MATERIAL SUPPLIED:

------------------------------------------------------------------------

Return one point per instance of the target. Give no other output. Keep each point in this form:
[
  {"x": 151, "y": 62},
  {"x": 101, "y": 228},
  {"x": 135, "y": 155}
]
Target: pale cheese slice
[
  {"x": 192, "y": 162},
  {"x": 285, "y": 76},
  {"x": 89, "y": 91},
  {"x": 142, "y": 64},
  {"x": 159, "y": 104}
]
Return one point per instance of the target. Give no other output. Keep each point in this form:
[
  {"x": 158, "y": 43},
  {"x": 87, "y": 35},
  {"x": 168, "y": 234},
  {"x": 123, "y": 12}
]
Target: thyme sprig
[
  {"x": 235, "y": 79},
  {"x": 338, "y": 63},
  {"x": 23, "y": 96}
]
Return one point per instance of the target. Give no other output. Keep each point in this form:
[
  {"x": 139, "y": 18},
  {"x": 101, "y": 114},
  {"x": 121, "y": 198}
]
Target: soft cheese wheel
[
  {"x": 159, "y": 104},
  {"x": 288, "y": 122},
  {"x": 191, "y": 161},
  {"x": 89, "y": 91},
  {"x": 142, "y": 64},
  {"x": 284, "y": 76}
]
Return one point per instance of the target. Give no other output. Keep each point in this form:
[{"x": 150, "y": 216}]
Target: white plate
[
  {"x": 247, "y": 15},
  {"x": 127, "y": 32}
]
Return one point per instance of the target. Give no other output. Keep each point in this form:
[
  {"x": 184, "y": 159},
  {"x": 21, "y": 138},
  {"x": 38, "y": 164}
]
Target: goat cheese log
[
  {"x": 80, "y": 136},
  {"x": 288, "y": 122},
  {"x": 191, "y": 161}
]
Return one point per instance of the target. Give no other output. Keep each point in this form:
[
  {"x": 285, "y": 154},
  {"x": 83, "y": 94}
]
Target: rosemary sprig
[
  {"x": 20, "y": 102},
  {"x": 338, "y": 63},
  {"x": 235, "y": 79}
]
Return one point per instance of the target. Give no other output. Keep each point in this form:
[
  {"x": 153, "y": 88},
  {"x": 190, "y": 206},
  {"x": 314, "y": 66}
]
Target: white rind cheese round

------------------------------------------------------------------------

WHAT NEEDS TO BE DONE: Set down the listing above exactly, line for line.

WRITTEN SOLUTION:
Return one point per instance of the target. Give no other output. Keep each point in this form:
[
  {"x": 151, "y": 62},
  {"x": 101, "y": 228},
  {"x": 135, "y": 155}
]
Target: pale cheese slice
[
  {"x": 192, "y": 162},
  {"x": 285, "y": 76},
  {"x": 89, "y": 91},
  {"x": 142, "y": 64},
  {"x": 159, "y": 104}
]
Return one point per instance of the target. Give no other output. Keep each point in this form:
[
  {"x": 158, "y": 43},
  {"x": 87, "y": 35},
  {"x": 168, "y": 234},
  {"x": 123, "y": 12}
]
Target: thyme sprig
[
  {"x": 235, "y": 79},
  {"x": 338, "y": 63},
  {"x": 23, "y": 96}
]
Return one point per instance of the target. Give no other output. Keep each point in this form:
[
  {"x": 139, "y": 18},
  {"x": 101, "y": 114},
  {"x": 121, "y": 198}
]
Target: soft cheese wheel
[
  {"x": 159, "y": 104},
  {"x": 288, "y": 122},
  {"x": 191, "y": 161},
  {"x": 89, "y": 91},
  {"x": 142, "y": 64},
  {"x": 284, "y": 76}
]
Return one point per instance of the target. Give no other output. Keep each point in this form:
[{"x": 150, "y": 216}]
Target: white plate
[
  {"x": 247, "y": 15},
  {"x": 127, "y": 32}
]
Return one point per instance of the target. Give no other output. Keep each point in this form:
[
  {"x": 184, "y": 159},
  {"x": 21, "y": 138},
  {"x": 38, "y": 164}
]
Target: goat cheese log
[
  {"x": 80, "y": 136},
  {"x": 288, "y": 122},
  {"x": 191, "y": 161}
]
Return one point per instance of the target. Give no other output. Keep each point in this form:
[
  {"x": 285, "y": 154},
  {"x": 83, "y": 94}
]
Target: rosemary sprig
[
  {"x": 20, "y": 102},
  {"x": 338, "y": 63},
  {"x": 235, "y": 79}
]
Return one point per instance of the target. Give no other output. Keep each point in this form:
[
  {"x": 153, "y": 88},
  {"x": 190, "y": 206},
  {"x": 314, "y": 66}
]
Target: white rind cheese round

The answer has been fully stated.